(Point-per-instance localization data)

________________________________________

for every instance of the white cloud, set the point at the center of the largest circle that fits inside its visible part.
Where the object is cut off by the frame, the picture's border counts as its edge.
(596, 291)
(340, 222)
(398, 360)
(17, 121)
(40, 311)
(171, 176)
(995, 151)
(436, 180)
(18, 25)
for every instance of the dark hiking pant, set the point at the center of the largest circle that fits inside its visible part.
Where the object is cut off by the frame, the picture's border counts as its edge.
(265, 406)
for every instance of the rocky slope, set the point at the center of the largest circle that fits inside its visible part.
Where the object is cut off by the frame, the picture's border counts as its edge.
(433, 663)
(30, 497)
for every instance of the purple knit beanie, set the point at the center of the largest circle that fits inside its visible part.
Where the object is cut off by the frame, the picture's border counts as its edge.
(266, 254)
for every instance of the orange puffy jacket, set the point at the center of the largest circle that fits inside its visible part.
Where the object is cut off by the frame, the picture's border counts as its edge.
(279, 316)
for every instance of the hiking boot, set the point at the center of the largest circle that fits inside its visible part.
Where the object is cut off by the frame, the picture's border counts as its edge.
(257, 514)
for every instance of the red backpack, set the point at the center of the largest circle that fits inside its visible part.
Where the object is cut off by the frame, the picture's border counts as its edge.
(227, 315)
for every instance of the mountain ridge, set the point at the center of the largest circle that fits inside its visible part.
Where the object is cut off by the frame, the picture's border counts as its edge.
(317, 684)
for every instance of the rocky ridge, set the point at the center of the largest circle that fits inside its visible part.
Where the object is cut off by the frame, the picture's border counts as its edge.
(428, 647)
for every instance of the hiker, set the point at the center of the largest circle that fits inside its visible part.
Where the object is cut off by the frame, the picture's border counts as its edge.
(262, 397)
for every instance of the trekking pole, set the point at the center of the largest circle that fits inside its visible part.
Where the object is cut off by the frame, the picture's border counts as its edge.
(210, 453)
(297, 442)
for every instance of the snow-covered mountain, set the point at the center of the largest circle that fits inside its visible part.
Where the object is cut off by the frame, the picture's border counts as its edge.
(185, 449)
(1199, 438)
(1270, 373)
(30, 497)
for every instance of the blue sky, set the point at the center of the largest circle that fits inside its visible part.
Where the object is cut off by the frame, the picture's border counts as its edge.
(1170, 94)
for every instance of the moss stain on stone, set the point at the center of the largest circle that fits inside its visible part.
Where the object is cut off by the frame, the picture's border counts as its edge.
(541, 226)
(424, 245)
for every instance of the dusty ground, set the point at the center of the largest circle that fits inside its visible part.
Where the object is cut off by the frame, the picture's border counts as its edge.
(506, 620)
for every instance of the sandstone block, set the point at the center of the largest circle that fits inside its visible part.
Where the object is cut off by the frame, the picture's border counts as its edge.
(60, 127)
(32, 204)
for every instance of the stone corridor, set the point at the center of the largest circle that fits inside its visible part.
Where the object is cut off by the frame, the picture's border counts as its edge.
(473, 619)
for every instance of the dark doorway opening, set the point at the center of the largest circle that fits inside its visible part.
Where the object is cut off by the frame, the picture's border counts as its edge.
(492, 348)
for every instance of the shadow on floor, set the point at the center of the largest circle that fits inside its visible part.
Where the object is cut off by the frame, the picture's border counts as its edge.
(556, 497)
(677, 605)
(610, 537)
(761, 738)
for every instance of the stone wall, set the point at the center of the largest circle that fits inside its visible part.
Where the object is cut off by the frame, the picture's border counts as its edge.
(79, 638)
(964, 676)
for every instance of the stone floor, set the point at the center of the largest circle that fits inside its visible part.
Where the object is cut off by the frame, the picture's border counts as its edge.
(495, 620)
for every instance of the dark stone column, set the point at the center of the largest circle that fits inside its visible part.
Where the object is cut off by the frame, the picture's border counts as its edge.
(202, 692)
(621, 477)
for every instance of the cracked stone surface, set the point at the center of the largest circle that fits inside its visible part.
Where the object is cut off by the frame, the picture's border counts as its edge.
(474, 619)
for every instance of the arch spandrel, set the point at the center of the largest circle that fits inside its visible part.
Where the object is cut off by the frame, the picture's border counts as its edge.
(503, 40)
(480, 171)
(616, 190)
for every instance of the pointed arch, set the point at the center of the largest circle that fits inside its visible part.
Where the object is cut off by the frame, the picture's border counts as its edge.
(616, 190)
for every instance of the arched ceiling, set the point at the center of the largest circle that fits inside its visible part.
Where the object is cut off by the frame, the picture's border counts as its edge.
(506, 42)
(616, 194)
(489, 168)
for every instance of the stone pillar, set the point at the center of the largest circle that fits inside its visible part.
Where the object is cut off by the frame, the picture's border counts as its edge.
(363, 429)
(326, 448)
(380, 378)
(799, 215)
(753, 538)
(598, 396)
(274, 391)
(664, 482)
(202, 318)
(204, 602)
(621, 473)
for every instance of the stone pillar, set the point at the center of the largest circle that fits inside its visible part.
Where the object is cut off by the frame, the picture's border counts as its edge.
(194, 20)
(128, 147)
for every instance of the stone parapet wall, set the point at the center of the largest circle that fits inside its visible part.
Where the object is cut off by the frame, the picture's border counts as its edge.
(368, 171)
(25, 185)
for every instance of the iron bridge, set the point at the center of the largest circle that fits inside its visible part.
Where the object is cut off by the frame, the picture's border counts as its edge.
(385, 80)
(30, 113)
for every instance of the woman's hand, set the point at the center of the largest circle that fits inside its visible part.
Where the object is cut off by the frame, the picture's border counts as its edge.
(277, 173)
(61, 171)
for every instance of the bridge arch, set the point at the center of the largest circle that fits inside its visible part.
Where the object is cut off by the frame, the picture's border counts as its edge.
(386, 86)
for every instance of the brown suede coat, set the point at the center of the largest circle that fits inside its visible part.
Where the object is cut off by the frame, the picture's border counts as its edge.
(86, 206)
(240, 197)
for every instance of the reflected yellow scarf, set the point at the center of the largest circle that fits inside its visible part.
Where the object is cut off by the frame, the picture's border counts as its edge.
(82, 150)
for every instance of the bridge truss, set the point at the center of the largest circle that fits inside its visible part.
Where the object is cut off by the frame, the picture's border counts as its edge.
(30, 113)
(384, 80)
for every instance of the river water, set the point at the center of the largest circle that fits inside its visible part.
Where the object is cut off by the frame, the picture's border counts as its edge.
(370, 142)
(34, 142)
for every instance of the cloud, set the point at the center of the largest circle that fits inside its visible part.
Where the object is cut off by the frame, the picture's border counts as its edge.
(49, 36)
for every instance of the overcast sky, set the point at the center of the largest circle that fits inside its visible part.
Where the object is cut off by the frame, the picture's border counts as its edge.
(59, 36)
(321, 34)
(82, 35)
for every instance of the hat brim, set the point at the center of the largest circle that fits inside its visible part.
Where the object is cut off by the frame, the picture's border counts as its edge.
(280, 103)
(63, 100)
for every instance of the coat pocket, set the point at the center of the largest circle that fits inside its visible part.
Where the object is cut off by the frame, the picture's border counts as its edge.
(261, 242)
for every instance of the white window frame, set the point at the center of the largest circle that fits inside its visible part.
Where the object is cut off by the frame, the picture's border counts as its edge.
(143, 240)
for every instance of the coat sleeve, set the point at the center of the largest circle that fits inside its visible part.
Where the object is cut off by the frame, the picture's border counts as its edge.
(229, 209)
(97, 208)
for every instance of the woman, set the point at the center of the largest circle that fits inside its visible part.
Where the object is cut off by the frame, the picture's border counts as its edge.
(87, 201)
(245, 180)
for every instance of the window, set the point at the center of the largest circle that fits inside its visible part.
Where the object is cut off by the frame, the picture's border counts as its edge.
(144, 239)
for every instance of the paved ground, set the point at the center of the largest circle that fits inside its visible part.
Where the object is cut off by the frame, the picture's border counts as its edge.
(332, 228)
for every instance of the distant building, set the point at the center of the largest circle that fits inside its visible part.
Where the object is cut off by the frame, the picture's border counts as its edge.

________________________________________

Which lines of the data hold the string "rocky"? Return each of them.

## Written solution
for every instance of the rocky slope, set the point at the center of the largest circle that fits inside its visible part.
for every instance of the rocky ridge, set the point at the center of the largest circle that fits inside its visible part.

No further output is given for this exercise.